• [Dataset]
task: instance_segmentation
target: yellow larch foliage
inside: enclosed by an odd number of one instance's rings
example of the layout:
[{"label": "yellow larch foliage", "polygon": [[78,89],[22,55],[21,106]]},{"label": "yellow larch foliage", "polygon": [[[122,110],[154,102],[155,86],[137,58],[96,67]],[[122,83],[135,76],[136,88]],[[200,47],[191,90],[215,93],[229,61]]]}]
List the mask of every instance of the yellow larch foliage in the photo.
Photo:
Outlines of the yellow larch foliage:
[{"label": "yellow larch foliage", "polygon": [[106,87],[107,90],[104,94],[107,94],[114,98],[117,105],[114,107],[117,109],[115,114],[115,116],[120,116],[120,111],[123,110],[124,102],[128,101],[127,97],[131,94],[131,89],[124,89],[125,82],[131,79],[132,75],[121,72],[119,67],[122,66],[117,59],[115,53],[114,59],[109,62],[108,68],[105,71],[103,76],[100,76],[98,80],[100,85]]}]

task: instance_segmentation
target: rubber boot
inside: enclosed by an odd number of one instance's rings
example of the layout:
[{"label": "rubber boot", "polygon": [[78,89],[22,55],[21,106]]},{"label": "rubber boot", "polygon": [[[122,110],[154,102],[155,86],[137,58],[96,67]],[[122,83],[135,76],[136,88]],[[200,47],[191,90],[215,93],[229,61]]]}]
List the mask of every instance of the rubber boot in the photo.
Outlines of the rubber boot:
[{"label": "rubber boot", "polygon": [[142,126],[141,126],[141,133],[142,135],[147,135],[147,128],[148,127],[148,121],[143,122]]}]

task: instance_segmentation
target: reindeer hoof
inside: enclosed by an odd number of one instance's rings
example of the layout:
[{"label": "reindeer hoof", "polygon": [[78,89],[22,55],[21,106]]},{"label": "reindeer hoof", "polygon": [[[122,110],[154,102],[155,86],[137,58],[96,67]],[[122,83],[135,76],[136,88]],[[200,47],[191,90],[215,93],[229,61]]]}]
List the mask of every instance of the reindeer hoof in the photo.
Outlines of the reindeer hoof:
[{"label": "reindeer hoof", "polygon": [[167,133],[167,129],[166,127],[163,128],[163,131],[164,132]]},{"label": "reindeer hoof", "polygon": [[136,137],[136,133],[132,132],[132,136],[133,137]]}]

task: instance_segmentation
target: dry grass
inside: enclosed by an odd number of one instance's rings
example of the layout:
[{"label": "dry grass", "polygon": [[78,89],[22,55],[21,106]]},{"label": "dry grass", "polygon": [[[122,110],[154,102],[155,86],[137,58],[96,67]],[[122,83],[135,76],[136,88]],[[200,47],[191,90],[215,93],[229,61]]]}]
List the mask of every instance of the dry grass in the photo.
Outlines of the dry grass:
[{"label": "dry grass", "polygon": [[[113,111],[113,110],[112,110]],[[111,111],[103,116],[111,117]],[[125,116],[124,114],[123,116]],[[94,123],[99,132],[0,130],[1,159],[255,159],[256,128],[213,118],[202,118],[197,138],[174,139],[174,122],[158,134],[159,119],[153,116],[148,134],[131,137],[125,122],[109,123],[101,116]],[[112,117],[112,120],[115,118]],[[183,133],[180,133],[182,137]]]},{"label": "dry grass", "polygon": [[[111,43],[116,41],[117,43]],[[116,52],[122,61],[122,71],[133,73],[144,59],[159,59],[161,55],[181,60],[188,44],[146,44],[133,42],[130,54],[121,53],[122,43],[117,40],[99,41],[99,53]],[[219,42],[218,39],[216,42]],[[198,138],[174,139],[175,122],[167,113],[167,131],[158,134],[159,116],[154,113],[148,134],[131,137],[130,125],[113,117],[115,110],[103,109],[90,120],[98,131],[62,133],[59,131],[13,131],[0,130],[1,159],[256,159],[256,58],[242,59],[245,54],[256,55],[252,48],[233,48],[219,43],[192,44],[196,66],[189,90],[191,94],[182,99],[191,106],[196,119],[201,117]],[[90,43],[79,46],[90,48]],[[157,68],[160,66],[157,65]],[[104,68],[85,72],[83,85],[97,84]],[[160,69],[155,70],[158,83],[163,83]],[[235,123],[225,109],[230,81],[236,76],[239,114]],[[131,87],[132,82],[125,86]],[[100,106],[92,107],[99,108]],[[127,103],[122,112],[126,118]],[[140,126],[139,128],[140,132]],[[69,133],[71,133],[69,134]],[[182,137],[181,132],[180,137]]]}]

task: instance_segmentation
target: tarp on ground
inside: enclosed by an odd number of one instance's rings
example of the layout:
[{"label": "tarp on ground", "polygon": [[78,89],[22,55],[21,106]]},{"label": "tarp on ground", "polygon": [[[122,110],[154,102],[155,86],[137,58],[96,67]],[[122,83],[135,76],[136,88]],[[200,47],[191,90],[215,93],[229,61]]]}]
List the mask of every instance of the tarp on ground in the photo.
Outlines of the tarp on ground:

• [Stated task]
Could you rewrite every line of the listing above as a numbered list, skipping the blank lines?

• [The response]
1. task: instance_segmentation
2. target: yellow larch foliage
3. inside: enclosed by an odd number of one instance's rings
4. example of the layout:
5. [{"label": "yellow larch foliage", "polygon": [[78,89],[22,55],[21,106]]},{"label": "yellow larch foliage", "polygon": [[[122,110],[154,102],[155,86],[137,58],[96,67]],[[122,83],[135,76],[136,88]],[[200,47],[191,90],[215,93],[229,61]]]}]
6. List the mask of every instance of the yellow larch foliage in the photo.
7. Photo:
8. Outlines of the yellow larch foliage:
9. [{"label": "yellow larch foliage", "polygon": [[106,87],[107,90],[104,94],[107,94],[114,98],[117,105],[114,107],[117,109],[115,114],[115,116],[120,116],[120,111],[123,110],[124,102],[128,101],[127,97],[131,94],[131,89],[124,89],[125,82],[131,79],[132,75],[121,72],[119,67],[122,66],[117,59],[115,53],[114,59],[109,62],[108,68],[105,71],[103,76],[100,76],[98,80],[100,85]]}]
10. task: instance_segmentation
11. target: rubber boot
12. inside: enclosed by an odd number of one instance's rings
13. example of the layout:
14. [{"label": "rubber boot", "polygon": [[78,89],[22,55],[21,106]]},{"label": "rubber boot", "polygon": [[[122,110],[154,102],[155,86],[137,58],[96,67]],[[122,83],[135,76],[136,88]],[[200,47],[191,90],[215,93],[229,61]]]}]
15. List the mask of every instance of the rubber boot in the photo.
16. Outlines of the rubber boot:
17. [{"label": "rubber boot", "polygon": [[142,126],[141,126],[141,133],[142,135],[147,135],[147,128],[148,127],[148,121],[143,122]]}]
18. task: instance_segmentation
19. target: reindeer hoof
20. inside: enclosed by an odd number of one instance's rings
21. example of the layout:
22. [{"label": "reindeer hoof", "polygon": [[78,89],[22,55],[21,106]]},{"label": "reindeer hoof", "polygon": [[[122,110],[154,102],[155,86],[137,58],[96,67]],[[122,83],[135,76],[136,88]],[[200,47],[191,90],[215,93],[229,61]]]}]
23. List the mask of every instance of the reindeer hoof in the photo.
24. Outlines of the reindeer hoof:
25. [{"label": "reindeer hoof", "polygon": [[167,133],[167,129],[166,127],[163,128],[163,131],[164,132]]},{"label": "reindeer hoof", "polygon": [[136,137],[136,133],[132,132],[132,136],[133,137]]}]
26. task: instance_segmentation
27. target: dry grass
28. inside: enclosed by an odd number of one instance's rings
29. example of the layout:
30. [{"label": "dry grass", "polygon": [[78,89],[22,55],[21,106]]},{"label": "dry grass", "polygon": [[[122,110],[154,102],[155,86],[137,58],[96,67]],[[122,83],[135,76],[136,88]],[[200,47],[191,90],[215,93],[229,61]]]}]
31. List the mask of every instance of the dry grass in the photo.
32. Outlines of the dry grass:
33. [{"label": "dry grass", "polygon": [[[113,111],[113,110],[112,110]],[[111,111],[103,116],[111,117]],[[125,116],[124,114],[123,116]],[[94,123],[99,132],[0,130],[1,159],[255,159],[256,128],[213,118],[202,118],[197,138],[174,139],[174,122],[158,134],[159,119],[153,116],[148,134],[131,137],[125,122],[109,123],[101,116]],[[112,117],[112,120],[115,118]],[[183,133],[180,133],[182,137]]]},{"label": "dry grass", "polygon": [[[111,43],[116,41],[117,43]],[[116,52],[122,61],[122,71],[133,73],[144,59],[159,59],[161,55],[181,60],[188,44],[146,44],[133,42],[130,54],[121,53],[122,43],[117,40],[99,41],[99,53]],[[219,42],[218,39],[216,42]],[[198,138],[174,139],[175,122],[167,113],[167,131],[158,134],[159,116],[154,113],[148,134],[131,137],[130,125],[113,117],[115,110],[103,109],[90,120],[98,131],[62,133],[59,131],[13,131],[0,130],[1,159],[256,159],[256,58],[242,59],[245,54],[256,55],[252,48],[233,48],[219,43],[192,44],[196,66],[189,90],[191,94],[182,99],[191,106],[196,119],[201,117]],[[90,43],[79,46],[90,48]],[[157,68],[160,66],[157,65]],[[104,68],[85,72],[83,85],[97,84]],[[160,69],[155,70],[158,83],[163,83]],[[235,123],[225,109],[230,81],[236,76],[239,114]],[[131,87],[132,82],[125,86]],[[100,106],[92,107],[99,108]],[[127,103],[122,112],[126,118]],[[140,126],[139,128],[140,132]],[[69,133],[71,133],[69,134]],[[182,137],[181,132],[180,137]]]}]
34. task: instance_segmentation
35. target: tarp on ground
36. inside: enclosed by an odd number of one instance's rings
37. example of the layout:
38. [{"label": "tarp on ground", "polygon": [[78,89],[22,55],[21,106]]},{"label": "tarp on ground", "polygon": [[[122,110],[154,102],[155,86],[137,58],[96,67]],[[122,83],[135,76],[136,88]],[[200,47],[191,90],[215,93],[229,61]]]}]
39. List the mask of every instance of the tarp on ground in the photo.
40. Outlines of the tarp on ground:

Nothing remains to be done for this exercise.